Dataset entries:
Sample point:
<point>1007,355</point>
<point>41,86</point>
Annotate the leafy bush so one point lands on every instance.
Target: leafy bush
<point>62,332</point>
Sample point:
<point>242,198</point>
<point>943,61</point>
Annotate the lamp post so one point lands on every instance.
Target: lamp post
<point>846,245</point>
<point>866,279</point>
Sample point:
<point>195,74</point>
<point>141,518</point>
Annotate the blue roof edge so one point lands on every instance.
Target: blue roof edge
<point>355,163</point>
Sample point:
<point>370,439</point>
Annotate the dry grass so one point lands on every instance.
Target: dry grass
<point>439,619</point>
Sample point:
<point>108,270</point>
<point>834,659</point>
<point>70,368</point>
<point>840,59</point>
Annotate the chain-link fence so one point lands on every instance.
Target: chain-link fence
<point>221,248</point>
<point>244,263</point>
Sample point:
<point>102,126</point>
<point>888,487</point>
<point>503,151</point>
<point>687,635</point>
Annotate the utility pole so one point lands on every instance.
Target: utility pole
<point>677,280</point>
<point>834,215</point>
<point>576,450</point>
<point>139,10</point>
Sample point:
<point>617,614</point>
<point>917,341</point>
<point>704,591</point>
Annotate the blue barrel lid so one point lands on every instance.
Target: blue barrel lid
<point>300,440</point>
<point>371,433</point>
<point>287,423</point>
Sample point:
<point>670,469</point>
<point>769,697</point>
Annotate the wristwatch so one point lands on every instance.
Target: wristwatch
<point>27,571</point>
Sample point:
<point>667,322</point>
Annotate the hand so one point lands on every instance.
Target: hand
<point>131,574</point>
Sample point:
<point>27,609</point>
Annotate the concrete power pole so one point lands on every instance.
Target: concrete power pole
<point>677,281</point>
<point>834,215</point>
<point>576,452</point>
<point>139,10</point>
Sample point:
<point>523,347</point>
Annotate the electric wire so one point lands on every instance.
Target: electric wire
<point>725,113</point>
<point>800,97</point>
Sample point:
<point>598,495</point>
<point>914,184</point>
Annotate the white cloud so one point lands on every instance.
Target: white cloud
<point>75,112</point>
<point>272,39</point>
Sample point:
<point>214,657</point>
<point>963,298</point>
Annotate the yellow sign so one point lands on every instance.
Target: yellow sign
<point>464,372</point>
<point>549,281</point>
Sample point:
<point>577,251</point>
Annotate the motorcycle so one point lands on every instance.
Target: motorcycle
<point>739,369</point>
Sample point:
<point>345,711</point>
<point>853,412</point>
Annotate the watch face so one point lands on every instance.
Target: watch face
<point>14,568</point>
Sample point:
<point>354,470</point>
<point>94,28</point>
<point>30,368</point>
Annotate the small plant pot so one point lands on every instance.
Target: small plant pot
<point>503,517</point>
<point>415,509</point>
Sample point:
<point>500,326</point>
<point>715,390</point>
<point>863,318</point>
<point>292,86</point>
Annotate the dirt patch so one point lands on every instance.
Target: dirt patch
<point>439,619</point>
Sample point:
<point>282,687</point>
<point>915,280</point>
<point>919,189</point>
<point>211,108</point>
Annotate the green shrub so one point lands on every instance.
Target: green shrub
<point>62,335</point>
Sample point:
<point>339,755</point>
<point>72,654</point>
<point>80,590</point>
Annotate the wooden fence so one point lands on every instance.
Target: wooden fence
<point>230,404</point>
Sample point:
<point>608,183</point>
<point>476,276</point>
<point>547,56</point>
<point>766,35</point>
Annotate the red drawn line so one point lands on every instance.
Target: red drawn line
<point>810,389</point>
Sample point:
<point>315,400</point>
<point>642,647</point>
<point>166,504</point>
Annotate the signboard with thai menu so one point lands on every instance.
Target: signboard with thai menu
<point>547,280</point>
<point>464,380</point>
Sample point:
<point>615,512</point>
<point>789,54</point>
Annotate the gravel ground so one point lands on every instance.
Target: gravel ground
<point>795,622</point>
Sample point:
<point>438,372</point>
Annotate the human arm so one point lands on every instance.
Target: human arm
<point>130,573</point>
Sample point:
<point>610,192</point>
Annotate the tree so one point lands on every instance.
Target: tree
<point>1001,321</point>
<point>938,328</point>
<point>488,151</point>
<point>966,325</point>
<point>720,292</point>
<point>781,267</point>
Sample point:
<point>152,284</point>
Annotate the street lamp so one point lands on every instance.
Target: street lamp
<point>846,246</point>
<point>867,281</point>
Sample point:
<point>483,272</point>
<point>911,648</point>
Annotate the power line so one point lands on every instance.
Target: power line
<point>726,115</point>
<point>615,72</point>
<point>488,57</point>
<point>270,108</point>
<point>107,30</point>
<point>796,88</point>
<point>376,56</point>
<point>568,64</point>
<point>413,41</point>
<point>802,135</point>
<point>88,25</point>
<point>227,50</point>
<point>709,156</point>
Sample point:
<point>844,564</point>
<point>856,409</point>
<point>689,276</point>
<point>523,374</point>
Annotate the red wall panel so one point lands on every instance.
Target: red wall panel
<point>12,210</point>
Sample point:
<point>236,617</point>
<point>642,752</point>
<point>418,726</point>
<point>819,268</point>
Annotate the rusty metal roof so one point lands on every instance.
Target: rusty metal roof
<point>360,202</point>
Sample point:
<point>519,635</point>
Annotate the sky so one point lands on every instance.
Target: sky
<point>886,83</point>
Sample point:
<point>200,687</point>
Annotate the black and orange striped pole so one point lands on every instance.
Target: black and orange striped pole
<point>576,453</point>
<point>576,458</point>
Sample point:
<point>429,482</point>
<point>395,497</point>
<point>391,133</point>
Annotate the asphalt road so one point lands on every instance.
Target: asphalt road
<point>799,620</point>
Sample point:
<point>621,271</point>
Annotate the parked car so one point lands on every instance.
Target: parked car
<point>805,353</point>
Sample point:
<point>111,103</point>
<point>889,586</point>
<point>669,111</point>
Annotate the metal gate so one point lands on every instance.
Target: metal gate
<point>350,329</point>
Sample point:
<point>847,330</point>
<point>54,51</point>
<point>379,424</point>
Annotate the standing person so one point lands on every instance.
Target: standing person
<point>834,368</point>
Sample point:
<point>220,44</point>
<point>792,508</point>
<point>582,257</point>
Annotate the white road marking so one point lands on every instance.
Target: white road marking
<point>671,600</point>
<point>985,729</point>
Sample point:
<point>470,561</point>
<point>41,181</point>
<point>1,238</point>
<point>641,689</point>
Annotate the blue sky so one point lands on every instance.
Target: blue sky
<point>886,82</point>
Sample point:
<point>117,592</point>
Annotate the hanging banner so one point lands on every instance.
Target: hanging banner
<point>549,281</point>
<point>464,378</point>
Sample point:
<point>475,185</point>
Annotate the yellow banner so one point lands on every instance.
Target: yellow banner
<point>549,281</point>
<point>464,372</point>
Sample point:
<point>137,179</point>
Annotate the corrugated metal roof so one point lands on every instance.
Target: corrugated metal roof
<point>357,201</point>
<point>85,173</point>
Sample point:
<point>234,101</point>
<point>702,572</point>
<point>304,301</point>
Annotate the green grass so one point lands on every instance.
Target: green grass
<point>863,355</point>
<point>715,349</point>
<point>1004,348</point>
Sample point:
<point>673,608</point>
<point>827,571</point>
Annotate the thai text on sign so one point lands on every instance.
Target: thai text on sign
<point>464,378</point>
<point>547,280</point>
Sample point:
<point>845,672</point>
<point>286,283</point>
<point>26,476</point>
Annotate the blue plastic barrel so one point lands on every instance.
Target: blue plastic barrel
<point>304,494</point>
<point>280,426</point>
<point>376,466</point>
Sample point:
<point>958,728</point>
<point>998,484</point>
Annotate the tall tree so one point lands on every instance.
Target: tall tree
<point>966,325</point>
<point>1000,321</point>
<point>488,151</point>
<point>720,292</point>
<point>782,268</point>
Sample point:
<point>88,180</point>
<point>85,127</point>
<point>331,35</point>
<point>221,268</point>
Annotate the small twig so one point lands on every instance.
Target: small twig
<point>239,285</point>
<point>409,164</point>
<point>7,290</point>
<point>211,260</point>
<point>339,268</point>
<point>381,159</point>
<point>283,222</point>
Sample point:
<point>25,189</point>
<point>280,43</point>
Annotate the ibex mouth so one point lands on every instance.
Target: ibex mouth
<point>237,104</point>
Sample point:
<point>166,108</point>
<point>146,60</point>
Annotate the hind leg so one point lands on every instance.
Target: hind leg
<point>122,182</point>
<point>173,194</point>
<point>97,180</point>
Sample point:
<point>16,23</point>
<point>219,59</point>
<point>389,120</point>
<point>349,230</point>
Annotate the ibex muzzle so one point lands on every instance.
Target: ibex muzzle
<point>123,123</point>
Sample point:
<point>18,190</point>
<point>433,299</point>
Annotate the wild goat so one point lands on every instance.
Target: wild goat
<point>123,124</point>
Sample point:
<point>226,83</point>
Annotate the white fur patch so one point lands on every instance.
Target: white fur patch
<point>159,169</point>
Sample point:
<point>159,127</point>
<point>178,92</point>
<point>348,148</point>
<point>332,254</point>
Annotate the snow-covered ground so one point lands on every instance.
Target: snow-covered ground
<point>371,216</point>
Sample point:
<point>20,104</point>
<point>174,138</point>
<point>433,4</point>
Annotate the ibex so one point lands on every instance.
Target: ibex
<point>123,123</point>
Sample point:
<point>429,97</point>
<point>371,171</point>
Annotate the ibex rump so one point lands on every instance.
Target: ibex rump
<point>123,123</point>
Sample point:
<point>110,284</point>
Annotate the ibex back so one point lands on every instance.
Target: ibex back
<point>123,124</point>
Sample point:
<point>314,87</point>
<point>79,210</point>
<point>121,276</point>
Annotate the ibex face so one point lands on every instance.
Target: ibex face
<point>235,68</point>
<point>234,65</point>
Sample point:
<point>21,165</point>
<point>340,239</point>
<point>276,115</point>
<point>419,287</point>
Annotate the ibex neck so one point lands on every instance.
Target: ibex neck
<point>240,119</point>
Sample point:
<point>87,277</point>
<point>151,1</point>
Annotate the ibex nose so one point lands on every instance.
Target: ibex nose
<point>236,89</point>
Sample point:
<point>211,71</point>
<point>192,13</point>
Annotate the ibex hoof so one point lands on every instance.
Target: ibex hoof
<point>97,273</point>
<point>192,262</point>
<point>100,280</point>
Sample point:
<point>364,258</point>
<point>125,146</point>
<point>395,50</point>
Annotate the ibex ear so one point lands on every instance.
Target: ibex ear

Goal of the exercise:
Copy out only the lines above from the one with "Target: small twig" to the one with "Annotate the ibex so", inclusive, exactly as they stand.

Result of the exercise:
Target: small twig
<point>239,285</point>
<point>409,164</point>
<point>7,290</point>
<point>211,260</point>
<point>339,268</point>
<point>381,159</point>
<point>283,222</point>
Sample point:
<point>25,189</point>
<point>280,43</point>
Annotate the ibex mouth so one point lands on every instance.
Target: ibex mouth
<point>237,104</point>
Sample point:
<point>166,108</point>
<point>146,60</point>
Annotate the hind leg so one point lands on every instance.
Target: hind leg
<point>122,182</point>
<point>173,194</point>
<point>97,180</point>
Sample point:
<point>16,23</point>
<point>219,59</point>
<point>389,120</point>
<point>349,230</point>
Annotate the ibex muzzle so one point lands on every instance.
Target: ibex muzzle
<point>123,123</point>
Sample point:
<point>18,190</point>
<point>433,299</point>
Annotate the wild goat so one point lands on every instance.
Target: wild goat
<point>123,124</point>
Sample point:
<point>226,83</point>
Annotate the white fur patch so one point lands on every instance.
Target: white fur patch
<point>159,169</point>
Sample point:
<point>159,127</point>
<point>178,92</point>
<point>348,148</point>
<point>332,254</point>
Annotate the snow-covered ground so one point lands on every instance.
Target: snow-covered ground
<point>371,216</point>
Sample point:
<point>20,104</point>
<point>174,138</point>
<point>433,4</point>
Annotate the ibex so one point lands on every instance.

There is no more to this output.